[Lines listed in a dataset]
------------

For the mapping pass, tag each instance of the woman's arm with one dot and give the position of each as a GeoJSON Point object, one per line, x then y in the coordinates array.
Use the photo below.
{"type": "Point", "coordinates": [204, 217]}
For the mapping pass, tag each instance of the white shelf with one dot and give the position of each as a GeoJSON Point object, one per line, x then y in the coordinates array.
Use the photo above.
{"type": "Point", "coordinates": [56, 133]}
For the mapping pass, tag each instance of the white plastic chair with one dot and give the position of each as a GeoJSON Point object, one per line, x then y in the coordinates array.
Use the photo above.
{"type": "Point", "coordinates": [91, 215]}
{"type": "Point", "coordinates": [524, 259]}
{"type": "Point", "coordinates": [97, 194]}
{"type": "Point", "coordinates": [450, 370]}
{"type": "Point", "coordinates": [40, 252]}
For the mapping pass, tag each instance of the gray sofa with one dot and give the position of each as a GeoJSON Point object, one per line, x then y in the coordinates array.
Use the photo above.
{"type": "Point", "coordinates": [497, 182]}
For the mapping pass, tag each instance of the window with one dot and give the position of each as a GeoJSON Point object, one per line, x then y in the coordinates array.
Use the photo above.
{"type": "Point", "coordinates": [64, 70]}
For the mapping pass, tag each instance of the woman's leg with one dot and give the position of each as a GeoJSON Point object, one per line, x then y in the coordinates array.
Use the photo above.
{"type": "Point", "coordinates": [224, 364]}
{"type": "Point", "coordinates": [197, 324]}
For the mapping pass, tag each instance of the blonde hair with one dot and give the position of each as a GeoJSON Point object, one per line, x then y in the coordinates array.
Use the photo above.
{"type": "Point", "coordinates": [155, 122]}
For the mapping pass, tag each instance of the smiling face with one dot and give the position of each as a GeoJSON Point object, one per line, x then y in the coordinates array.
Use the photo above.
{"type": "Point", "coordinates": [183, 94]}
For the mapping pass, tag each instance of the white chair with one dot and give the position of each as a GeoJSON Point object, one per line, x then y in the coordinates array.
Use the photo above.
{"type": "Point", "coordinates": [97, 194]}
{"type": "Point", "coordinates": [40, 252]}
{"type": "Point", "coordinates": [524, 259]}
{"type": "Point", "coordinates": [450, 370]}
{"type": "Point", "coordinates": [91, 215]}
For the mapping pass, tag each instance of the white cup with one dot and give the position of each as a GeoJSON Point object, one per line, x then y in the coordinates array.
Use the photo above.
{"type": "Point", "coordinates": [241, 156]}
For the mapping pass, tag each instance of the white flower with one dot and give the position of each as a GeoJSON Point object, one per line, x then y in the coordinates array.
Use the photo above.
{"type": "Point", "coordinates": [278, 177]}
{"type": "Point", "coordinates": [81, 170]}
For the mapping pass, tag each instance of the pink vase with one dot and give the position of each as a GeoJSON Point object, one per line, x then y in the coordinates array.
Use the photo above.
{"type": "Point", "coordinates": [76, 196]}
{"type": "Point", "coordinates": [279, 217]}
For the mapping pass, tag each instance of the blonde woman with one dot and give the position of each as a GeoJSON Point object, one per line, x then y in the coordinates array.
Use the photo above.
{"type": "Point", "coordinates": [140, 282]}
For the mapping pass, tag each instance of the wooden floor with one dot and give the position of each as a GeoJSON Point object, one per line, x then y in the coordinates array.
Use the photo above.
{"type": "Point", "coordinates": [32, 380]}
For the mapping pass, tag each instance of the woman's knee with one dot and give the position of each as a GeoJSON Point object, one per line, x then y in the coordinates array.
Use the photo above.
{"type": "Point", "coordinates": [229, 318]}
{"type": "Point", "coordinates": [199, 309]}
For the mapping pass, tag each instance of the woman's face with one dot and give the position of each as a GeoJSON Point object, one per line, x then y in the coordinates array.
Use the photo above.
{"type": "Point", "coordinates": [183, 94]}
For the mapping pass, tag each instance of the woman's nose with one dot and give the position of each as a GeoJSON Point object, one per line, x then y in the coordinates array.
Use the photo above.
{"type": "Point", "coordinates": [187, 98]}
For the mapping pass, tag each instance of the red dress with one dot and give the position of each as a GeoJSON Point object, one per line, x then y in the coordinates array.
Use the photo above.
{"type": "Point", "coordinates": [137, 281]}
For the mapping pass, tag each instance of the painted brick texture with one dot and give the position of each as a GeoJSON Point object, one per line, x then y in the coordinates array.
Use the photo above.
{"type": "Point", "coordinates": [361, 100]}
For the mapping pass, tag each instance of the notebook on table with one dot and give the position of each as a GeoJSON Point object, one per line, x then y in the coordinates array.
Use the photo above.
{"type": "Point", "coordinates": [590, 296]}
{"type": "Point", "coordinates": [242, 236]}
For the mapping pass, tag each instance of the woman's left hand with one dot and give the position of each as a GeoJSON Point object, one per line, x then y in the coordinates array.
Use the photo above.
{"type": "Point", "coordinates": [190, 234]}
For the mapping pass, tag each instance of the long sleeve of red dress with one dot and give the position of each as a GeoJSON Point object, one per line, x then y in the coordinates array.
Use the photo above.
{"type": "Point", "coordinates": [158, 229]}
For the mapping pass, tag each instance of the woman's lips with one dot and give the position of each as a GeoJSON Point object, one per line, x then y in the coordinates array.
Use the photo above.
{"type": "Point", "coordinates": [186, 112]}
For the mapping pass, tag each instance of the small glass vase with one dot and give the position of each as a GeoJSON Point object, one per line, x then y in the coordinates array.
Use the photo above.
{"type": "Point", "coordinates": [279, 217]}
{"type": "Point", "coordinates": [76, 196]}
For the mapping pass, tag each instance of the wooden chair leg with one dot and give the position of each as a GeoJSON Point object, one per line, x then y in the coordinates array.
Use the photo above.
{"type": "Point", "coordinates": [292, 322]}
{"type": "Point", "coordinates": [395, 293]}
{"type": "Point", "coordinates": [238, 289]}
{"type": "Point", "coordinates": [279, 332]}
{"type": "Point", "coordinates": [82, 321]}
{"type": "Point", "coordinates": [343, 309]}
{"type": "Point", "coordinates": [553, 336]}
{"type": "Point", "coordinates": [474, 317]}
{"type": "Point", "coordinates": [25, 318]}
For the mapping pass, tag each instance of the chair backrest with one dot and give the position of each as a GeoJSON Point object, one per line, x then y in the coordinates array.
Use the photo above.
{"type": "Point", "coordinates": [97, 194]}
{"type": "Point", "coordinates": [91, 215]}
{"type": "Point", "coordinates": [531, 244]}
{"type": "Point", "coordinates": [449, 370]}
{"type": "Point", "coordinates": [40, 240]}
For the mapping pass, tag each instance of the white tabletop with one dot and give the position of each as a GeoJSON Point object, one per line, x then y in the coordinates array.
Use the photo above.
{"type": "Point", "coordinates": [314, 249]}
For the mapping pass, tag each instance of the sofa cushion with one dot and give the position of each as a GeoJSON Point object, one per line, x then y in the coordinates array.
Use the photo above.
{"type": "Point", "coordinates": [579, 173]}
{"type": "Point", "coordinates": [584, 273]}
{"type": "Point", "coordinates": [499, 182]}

------------

* **TASK STATEMENT**: Repeat every one of the lines above word for word.

* **RESULT FOR THIS EXERCISE**:
For the mapping pass, tag each instance of the woman's arm with one dot and give the position of each as a GeoJSON Point object, one per line, x then y in the coordinates array.
Use the photo below.
{"type": "Point", "coordinates": [204, 217]}
For the mapping pass, tag each instance of the white shelf with one dot and give the position of each as a GeoJSON Point object, one per line, x then y in the coordinates array.
Use the photo above.
{"type": "Point", "coordinates": [56, 133]}
For the mapping pass, tag each instance of the white plastic chair with one dot and give the position of each as a GeoJSON Point object, one per line, x then y in the coordinates array.
Use the photo above.
{"type": "Point", "coordinates": [91, 215]}
{"type": "Point", "coordinates": [524, 259]}
{"type": "Point", "coordinates": [97, 194]}
{"type": "Point", "coordinates": [450, 370]}
{"type": "Point", "coordinates": [40, 252]}
For the mapping pass, tag each instance of the gray sofa with one dot and give the position of each as a GeoJSON Point object, one per line, x then y in the coordinates array.
Use the photo above.
{"type": "Point", "coordinates": [497, 182]}
For the mapping pass, tag each instance of the window with one dot and give the position of each as a GeoJSON Point object, one per line, x then y in the coordinates array.
Use the photo above.
{"type": "Point", "coordinates": [64, 70]}
For the mapping pass, tag each instance of the woman's leg with one dot and give the position of each as a GeoJSON Point object, one per line, x then y in the coordinates array.
Use the photo above.
{"type": "Point", "coordinates": [224, 364]}
{"type": "Point", "coordinates": [197, 324]}
For the mapping pass, tag each instance of the blonde hair with one dot and give the position of each as a GeoJSON Point object, one per line, x then y in the coordinates array.
Use the photo above.
{"type": "Point", "coordinates": [155, 122]}
For the mapping pass, tag each instance of the smiling face with one dot and give the position of each as a GeoJSON Point object, one per line, x then y in the coordinates array.
Use the photo above.
{"type": "Point", "coordinates": [183, 94]}
For the mapping pass, tag each instance of the white chair with one dot and give the position of each as a GeoJSON Point object, one per line, x then y in the coordinates array.
Use the photo above.
{"type": "Point", "coordinates": [97, 194]}
{"type": "Point", "coordinates": [40, 252]}
{"type": "Point", "coordinates": [524, 259]}
{"type": "Point", "coordinates": [450, 370]}
{"type": "Point", "coordinates": [91, 215]}
For the mapping pass, tag each instance of the white cup with one dot and give the position of each as a GeoJSON Point object, one per line, x then y in the coordinates array.
Use the photo above.
{"type": "Point", "coordinates": [241, 156]}
For the mapping pass, tag each instance of the white flower with one dot and give the position of each as a GeoJSON Point object, one per line, x then y in the coordinates array.
Use the photo above.
{"type": "Point", "coordinates": [278, 177]}
{"type": "Point", "coordinates": [81, 170]}
For the mapping pass, tag each instance of the pink vase with one dot and give the position of each as a GeoJSON Point object, one per line, x then y in the coordinates array.
Use the photo above.
{"type": "Point", "coordinates": [76, 196]}
{"type": "Point", "coordinates": [279, 217]}
For the mapping pass, tag each instance of the blonde woman with one dot and give the position of each as a GeoJSON Point object, one per line, x then y in the coordinates array.
Use the photo above.
{"type": "Point", "coordinates": [140, 282]}
For the mapping pass, tag each instance of the wooden floor with one dot and give the position of each as a GeoJSON Point object, one per line, x then y in the coordinates array.
Use the photo above.
{"type": "Point", "coordinates": [32, 380]}
For the mapping pass, tag each instance of the woman's knee with one dot and give the position of each as a GeoJSON Point object, one per line, x then y in the coordinates array.
Use the photo above.
{"type": "Point", "coordinates": [229, 318]}
{"type": "Point", "coordinates": [199, 309]}
For the mapping pass, tag each instance of the woman's face with one dot and give the position of each as a GeoJSON Point object, one per line, x then y in the coordinates array.
Use the photo above.
{"type": "Point", "coordinates": [183, 94]}
For the mapping pass, tag each instance of the woman's nose with one dot and give the position of each as a GeoJSON Point object, one per line, x then y in the coordinates array.
Use the photo above.
{"type": "Point", "coordinates": [187, 98]}
For the mapping pass, tag each instance of the red dress with one dot and give the position of each as a GeoJSON Point object, one per line, x then y in the coordinates array.
Use the photo above.
{"type": "Point", "coordinates": [137, 281]}
For the mapping pass, tag each instance of the painted brick texture with one dot and give the position of each as a GeoJSON Point object, one per line, x then y in the coordinates array.
Use the photo above.
{"type": "Point", "coordinates": [361, 100]}
For the mapping pass, tag each instance of the notebook on table with one dot and give the position of each as a GeoJSON Point object, one per line, x then y in the coordinates array.
Use the photo above.
{"type": "Point", "coordinates": [590, 296]}
{"type": "Point", "coordinates": [242, 236]}
For the mapping pass, tag each instance of the woman's left hand with one dot and give the position of each as a GeoJSON Point object, one per line, x then y in the coordinates array.
Use the photo above.
{"type": "Point", "coordinates": [190, 234]}
For the mapping pass, tag each instance of the long sleeve of red dress with one dot and give the position of each as a GeoJSON Point object, one per line, x then y in the coordinates array.
Use the photo above.
{"type": "Point", "coordinates": [158, 229]}
For the mapping pass, tag each instance of the woman's lips with one dot and give the position of each as a GeoJSON Point object, one per line, x then y in the coordinates array.
Use the photo above.
{"type": "Point", "coordinates": [186, 112]}
For the mapping pass, tag each instance of the small glass vase with one dot and give the position of each as a GeoJSON Point object, one per line, x then y in the coordinates array.
Use the photo above.
{"type": "Point", "coordinates": [279, 217]}
{"type": "Point", "coordinates": [76, 196]}
For the mapping pass, tag each instance of the wooden chair leg with one dot and give the position of each as a GeoJSON Point object, one per line, x then y in the coordinates array.
Use the photo above.
{"type": "Point", "coordinates": [292, 322]}
{"type": "Point", "coordinates": [395, 293]}
{"type": "Point", "coordinates": [238, 289]}
{"type": "Point", "coordinates": [279, 332]}
{"type": "Point", "coordinates": [82, 321]}
{"type": "Point", "coordinates": [343, 309]}
{"type": "Point", "coordinates": [553, 336]}
{"type": "Point", "coordinates": [474, 317]}
{"type": "Point", "coordinates": [25, 318]}
For the mapping pass, tag each instance of the chair backrest with one dot and give the position of each as a GeoJSON Point object, one per line, x then y in the coordinates array.
Use the photo above.
{"type": "Point", "coordinates": [97, 194]}
{"type": "Point", "coordinates": [91, 215]}
{"type": "Point", "coordinates": [531, 244]}
{"type": "Point", "coordinates": [449, 370]}
{"type": "Point", "coordinates": [40, 240]}
For the mapping pass, tag each instance of the white tabletop with one dot and give the position of each as a GeoJSON Point object, one per line, x then y in the coordinates array.
Use the photo above.
{"type": "Point", "coordinates": [314, 249]}
For the mapping pass, tag each instance of the sofa cushion with one dot and give the position of each as a GeoJSON Point object, one per line, x then y in the coordinates array.
Use the photo above.
{"type": "Point", "coordinates": [579, 173]}
{"type": "Point", "coordinates": [584, 273]}
{"type": "Point", "coordinates": [499, 182]}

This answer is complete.